• [YOUR TASK]: Render every line of the material below as a Markdown table with the columns "Row" and "Line", numbering each row and skipping blank lines. Leave the pictures out of the table.

• [Pointing and labeling entries]:
....
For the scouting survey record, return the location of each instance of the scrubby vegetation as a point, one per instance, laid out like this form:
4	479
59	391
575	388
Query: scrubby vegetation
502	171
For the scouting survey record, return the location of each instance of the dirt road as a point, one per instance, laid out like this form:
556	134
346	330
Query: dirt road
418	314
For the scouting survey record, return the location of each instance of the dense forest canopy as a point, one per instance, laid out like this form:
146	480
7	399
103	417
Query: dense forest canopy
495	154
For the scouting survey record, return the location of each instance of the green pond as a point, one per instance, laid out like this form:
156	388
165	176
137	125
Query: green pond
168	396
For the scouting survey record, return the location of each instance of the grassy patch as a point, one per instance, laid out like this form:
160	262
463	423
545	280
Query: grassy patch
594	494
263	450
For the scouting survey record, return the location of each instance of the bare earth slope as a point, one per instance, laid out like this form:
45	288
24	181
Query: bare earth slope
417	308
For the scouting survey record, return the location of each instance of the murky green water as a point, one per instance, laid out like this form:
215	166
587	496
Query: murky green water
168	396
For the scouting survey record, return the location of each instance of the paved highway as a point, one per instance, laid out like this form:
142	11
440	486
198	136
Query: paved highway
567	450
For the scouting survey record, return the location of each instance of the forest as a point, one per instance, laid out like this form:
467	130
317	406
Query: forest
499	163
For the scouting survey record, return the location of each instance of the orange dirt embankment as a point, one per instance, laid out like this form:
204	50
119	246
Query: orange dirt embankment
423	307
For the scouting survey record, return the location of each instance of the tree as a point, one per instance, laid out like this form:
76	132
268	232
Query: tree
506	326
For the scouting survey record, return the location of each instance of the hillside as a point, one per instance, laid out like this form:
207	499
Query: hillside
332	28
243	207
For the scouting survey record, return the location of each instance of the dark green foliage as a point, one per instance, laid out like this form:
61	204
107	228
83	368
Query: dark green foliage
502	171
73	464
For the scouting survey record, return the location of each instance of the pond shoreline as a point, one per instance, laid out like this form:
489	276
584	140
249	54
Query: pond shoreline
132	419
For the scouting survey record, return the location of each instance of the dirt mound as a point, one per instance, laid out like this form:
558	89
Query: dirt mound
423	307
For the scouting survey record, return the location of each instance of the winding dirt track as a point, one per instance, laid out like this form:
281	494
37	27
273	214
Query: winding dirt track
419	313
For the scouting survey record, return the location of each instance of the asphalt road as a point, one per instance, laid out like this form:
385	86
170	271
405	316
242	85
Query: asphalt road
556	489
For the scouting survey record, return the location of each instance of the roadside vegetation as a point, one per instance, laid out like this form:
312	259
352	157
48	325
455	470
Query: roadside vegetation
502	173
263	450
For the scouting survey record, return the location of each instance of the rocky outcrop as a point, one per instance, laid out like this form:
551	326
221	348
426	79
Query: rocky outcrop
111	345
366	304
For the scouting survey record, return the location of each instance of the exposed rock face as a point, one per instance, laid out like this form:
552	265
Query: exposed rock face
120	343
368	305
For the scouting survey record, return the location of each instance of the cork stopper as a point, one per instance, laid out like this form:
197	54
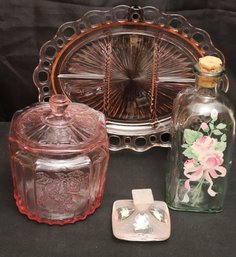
....
• [FULL OUTPUT]:
| Row | Line |
|---|---|
| 1 | For the scouting survey record, return the location of each instance of the scrubby vegetation as a point, one per instance, laid out like this form: |
| 2 | 4	479 |
| 3 | 59	391 |
| 4 | 575	388 |
| 5 | Query: scrubby vegetation |
| 6 | 502	171 |
| 7 | For the scouting survey record, return the location of each instance of the dirt road as a point, one per instance, laid out like this form: |
| 8 | 556	134 |
| 9 | 346	330 |
| 10 | Query: dirt road |
| 11 | 418	314 |
| 12 | For the scouting survey record, return the location of each instance of the dense forest canopy as a point, one per instance, laid out like this form: |
| 13 | 146	480 |
| 14 | 7	399 |
| 15 | 103	417 |
| 16 | Query: dense forest canopy |
| 17 | 495	154 |
| 18 | For the scouting survey record, return the location of each instance of the green pond as a point, one per instance, laid out like this form: |
| 19 | 156	388 |
| 20 | 165	176 |
| 21 | 137	125 |
| 22 | Query: green pond |
| 23 | 168	396 |
| 24 | For the scouting survey record, return the location of each instance of the grassy patch as a point, one per instance, laid out like this form: |
| 25 | 160	262 |
| 26 | 463	423 |
| 27 | 545	280 |
| 28 | Query: grassy patch |
| 29 | 594	494 |
| 30 | 263	450 |
| 31 | For the scouting survey record, return the location of each instance of the bare earth slope as a point, one per instance, laid out like this form: |
| 32 | 45	288 |
| 33 | 24	181 |
| 34 | Query: bare earth slope |
| 35 | 417	308 |
| 36 | For the scouting survey record, return the location of each instance of the murky green water as a point, one per instance, laid out like this form: |
| 37 | 215	166 |
| 38 | 587	496 |
| 39 | Query: murky green water |
| 40 | 168	396 |
| 41 | For the scouting survey record, return the location of each instance of the paved highway as a point, one per instance, laid out like this form: |
| 42 | 142	11 |
| 43 | 440	486 |
| 44 | 198	136 |
| 45 | Query: paved highway |
| 46 | 567	450 |
| 47 | For the scouting survey record, return the location of each instance of the forest as a point, one per instance, laid out like this form: |
| 48 | 467	130 |
| 49 | 317	406 |
| 50 | Query: forest |
| 51 | 499	163 |
| 52 | For the scouting survey record, return the location of each instance of the orange dirt embankment as a point, one per instance, laid out like this form: |
| 53 | 204	50 |
| 54 | 119	246 |
| 55 | Query: orange dirt embankment |
| 56 | 423	307 |
| 57 | For the scouting survey record, return the location of each instance of the tree as a point, one per instance, laid out like this form: |
| 58 | 76	132 |
| 59 | 268	232 |
| 60 | Query: tree |
| 61 | 506	326 |
| 62 | For the scouting survey record, return the location of each instance of the hillside as a point, one per instance, laid out like this form: |
| 63 | 207	499 |
| 64 | Query: hillside |
| 65 | 332	28 |
| 66 | 243	207 |
| 67 | For the scouting survey record, return the location of each instance of the dark green foliage as a point, one per instance, laid out like this form: |
| 68 | 61	204 |
| 69 | 107	228 |
| 70 | 83	368 |
| 71 | Query: dark green foliage |
| 72 | 502	171 |
| 73 | 73	464 |
| 74 | For the scouting survey record, return the location of each instance of the pond shoreline as a point, one per instance, laid out like this form: |
| 75 | 489	276 |
| 76 | 584	140 |
| 77 | 249	54 |
| 78 | Query: pond shoreline |
| 79 | 132	419 |
| 80 | For the scouting survey record, return the location of each instance of the dirt mound as a point, one per instance, laid out like this form: |
| 81 | 558	89 |
| 82 | Query: dirt mound |
| 83 | 423	307 |
| 84 | For the scouting survey record, return the location of each instance of the winding dirt track as a point, one per instance, laid out like this form: |
| 85 | 281	494 |
| 86 | 37	27 |
| 87 | 273	214 |
| 88 | Query: winding dirt track |
| 89 | 419	313 |
| 90 | For the scouting survey record, return the location of each instance of the asphalt road as a point, one per instance, laid out like this form: |
| 91 | 385	86 |
| 92 | 170	271 |
| 93 | 405	316 |
| 94 | 242	85 |
| 95 | Query: asphalt road |
| 96 | 556	489 |
| 97 | For the scouting survey record, return the location of each instance of the roadside vegetation as a point, one per instance, laid out like this form: |
| 98 | 312	259 |
| 99 | 352	157 |
| 100 | 48	325 |
| 101 | 455	470 |
| 102 | Query: roadside vegetation |
| 103 | 502	173 |
| 104 | 263	450 |
| 105 | For the scouting survey record, return the location of each instance of the rocky outcrop as a point, one per instance, laid out like this form: |
| 106 | 551	326 |
| 107 | 221	348 |
| 108 | 426	79 |
| 109 | Query: rocky outcrop |
| 110 | 111	345 |
| 111 | 366	304 |
| 112 | For the scouting survey record, return the location of each instance of the exposed rock face as a point, one per instance, laid out like this form: |
| 113 | 552	265 |
| 114 | Query: exposed rock face |
| 115 | 120	343 |
| 116 | 368	305 |
| 117 | For the scouting survey record, return the location of each instance of the cork stopper as a point, one per instance, laid out like this form: |
| 118 | 197	54 |